Should We Go Back Online?

As cases spike due to the highly contagious Omicron variant, many are wondering whether or not schools should stay home. However, cases will continue rising unless school goes back online, and student voices fight against staying open. Dominic Disloquez (11) commented, “I understand that education is important but this is one of the worst times for COVID, and there are too many families that are suffering from this.”

Art/Photo by Westley Kim

As cases spike due to the highly contagious Omicron variant, many are wondering whether or not schools should stay home. However, cases will continue rising unless school goes back online, and student voices fight against staying open. Dominic Disloquez (11) commented, “I understand that education is important but this is one of the worst times for COVID, and there are too many families that are suffering from this.”

Sarah Han, News Editor

   There’s nothing I can say about the pandemic you haven’t heard before. I never want to hear the words “unprecedented” or “new normal” ever again. At this point, we’re all sick of it. Even still, the number of cases are rising and COVID is still evolving. And whether we like it or not, we have a responsibility to act sensibly and do whatever it takes to keep others safe. But there is only so much students can do. We have no control over the fact that we have to attend school every day, filled with thousands of other kids, not knowing who might be infected. If student health is the cost of continuing to conduct school in-person, is it worth it?
= = = = =
• **Goal of the exercise**
Decide whether each statement agrees with the opinion piece "Should We Go Back Online?", answering yes or no and quoting the words of the piece that decide it. 1. The art/photo is credited to Westley Kim. 2. The writer says students have control over having to attend school every day. 3. Dominic Disloquez says that education is not important.
= = = = =
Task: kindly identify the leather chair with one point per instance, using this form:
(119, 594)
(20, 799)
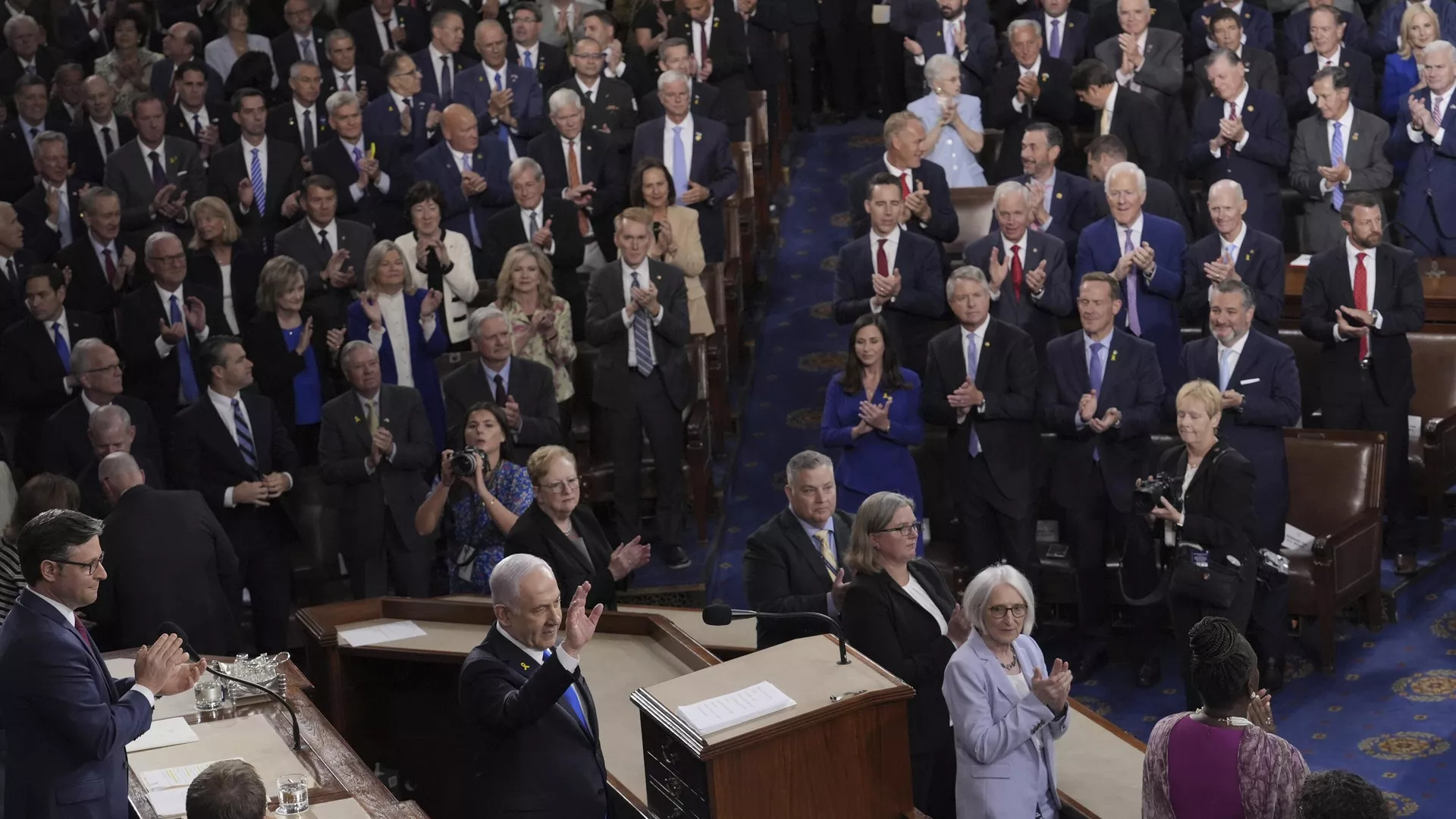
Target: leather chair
(1337, 493)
= = = = =
• **Answer area**
1. Yes: "Art/Photo by Westley Kim"
2. No: "We have no control over the fact that we have to attend school every day"
3. No: "I understand that education is important"